Put each line of the material below into a Markdown table with two columns, Row for the line's number and Line for its text, and skip any blank lines. Leave the pictures out of the table.

** Begin RECORDED DATA **

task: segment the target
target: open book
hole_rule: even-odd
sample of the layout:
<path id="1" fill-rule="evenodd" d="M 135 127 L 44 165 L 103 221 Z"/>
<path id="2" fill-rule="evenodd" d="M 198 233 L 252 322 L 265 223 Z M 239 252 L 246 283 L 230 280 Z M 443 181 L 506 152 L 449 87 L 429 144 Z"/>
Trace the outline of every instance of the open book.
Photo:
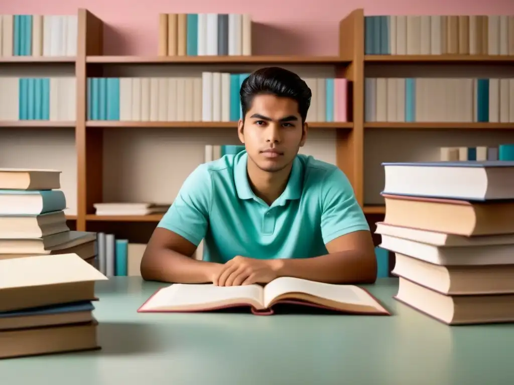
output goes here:
<path id="1" fill-rule="evenodd" d="M 249 306 L 254 314 L 267 315 L 273 313 L 273 306 L 283 303 L 345 313 L 390 315 L 361 287 L 289 277 L 277 278 L 264 286 L 175 283 L 158 290 L 137 311 L 203 312 Z"/>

** End RECORDED DATA **

-- COMPLETED EXERCISE --
| Row | Line |
|---|---|
| 1 | task: segment the target |
| 2 | target: open book |
| 3 | hole_rule: even-odd |
| 4 | sample of the layout: |
| 5 | <path id="1" fill-rule="evenodd" d="M 135 127 L 44 165 L 103 221 Z"/> |
| 6 | <path id="2" fill-rule="evenodd" d="M 198 233 L 252 322 L 265 223 Z M 239 252 L 246 283 L 230 280 Z M 443 181 L 506 152 L 449 87 L 429 144 Z"/> |
| 7 | Trace the outline of every instance of the open book. |
| 8 | Photo: |
| 9 | output goes here: |
| 10 | <path id="1" fill-rule="evenodd" d="M 249 306 L 254 314 L 267 315 L 273 313 L 273 306 L 283 303 L 345 313 L 390 315 L 361 287 L 289 277 L 277 278 L 264 286 L 175 283 L 158 290 L 137 311 L 203 312 Z"/> |